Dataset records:
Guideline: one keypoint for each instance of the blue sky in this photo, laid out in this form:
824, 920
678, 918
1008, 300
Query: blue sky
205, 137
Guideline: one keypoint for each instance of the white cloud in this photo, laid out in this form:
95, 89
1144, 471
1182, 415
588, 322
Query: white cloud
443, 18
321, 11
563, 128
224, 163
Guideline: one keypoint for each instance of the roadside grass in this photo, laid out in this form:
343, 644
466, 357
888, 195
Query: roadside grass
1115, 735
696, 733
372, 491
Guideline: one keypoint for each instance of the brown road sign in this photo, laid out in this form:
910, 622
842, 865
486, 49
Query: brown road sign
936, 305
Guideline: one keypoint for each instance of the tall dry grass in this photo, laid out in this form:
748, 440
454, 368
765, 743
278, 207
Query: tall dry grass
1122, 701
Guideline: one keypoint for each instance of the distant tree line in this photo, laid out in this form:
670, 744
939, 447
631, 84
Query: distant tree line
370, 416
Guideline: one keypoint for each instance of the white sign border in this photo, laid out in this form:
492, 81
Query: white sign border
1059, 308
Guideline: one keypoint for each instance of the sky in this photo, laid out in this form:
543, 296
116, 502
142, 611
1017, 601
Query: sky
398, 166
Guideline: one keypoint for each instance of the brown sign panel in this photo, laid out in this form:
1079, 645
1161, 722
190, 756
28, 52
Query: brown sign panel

Aim of the task: Copy out the full set of entries without altering anything.

Answer area:
Guideline: one keypoint for each instance of the blue sky in this photo, laid out in this form:
824, 920
678, 918
1008, 300
Query: blue sky
205, 137
Guideline: one keypoint for each instance of the white cloud in this photo, laid out in this form:
95, 89
1144, 471
1182, 415
588, 322
Query: white cloud
443, 18
321, 11
563, 128
224, 163
Guideline: one keypoint for each instance of the roadside grass in this photo, laid out in this form:
343, 644
466, 357
888, 195
Query: roadside grass
1115, 735
696, 733
372, 491
Guideline: one keypoint for each instance of the brown road sign in this photo, laid out in this form:
910, 622
842, 865
486, 49
Query: brown road sign
936, 305
Guideline: one keypoint for each instance of the tall dry grass in this photo, laid out in this form:
748, 440
454, 368
765, 743
278, 207
Query: tall dry grass
1122, 701
Guideline: one keypoint for each instance of the distant tree line in this photo, laid out in this form:
670, 744
939, 447
631, 84
Query: distant tree line
370, 416
Guideline: one keypoint for each instance of the white sign border in this photo, laid out in this form:
492, 81
Query: white sign border
1059, 308
Guideline: one keypoint for each instance of the sky in this photo, laid out in this form:
543, 296
116, 502
142, 611
1017, 601
Query: sky
398, 166
Guideline: one keypoint for each instance of the brown sign panel in this photo, laid out in this form:
1079, 645
1161, 722
190, 756
28, 52
Query: brown sign panel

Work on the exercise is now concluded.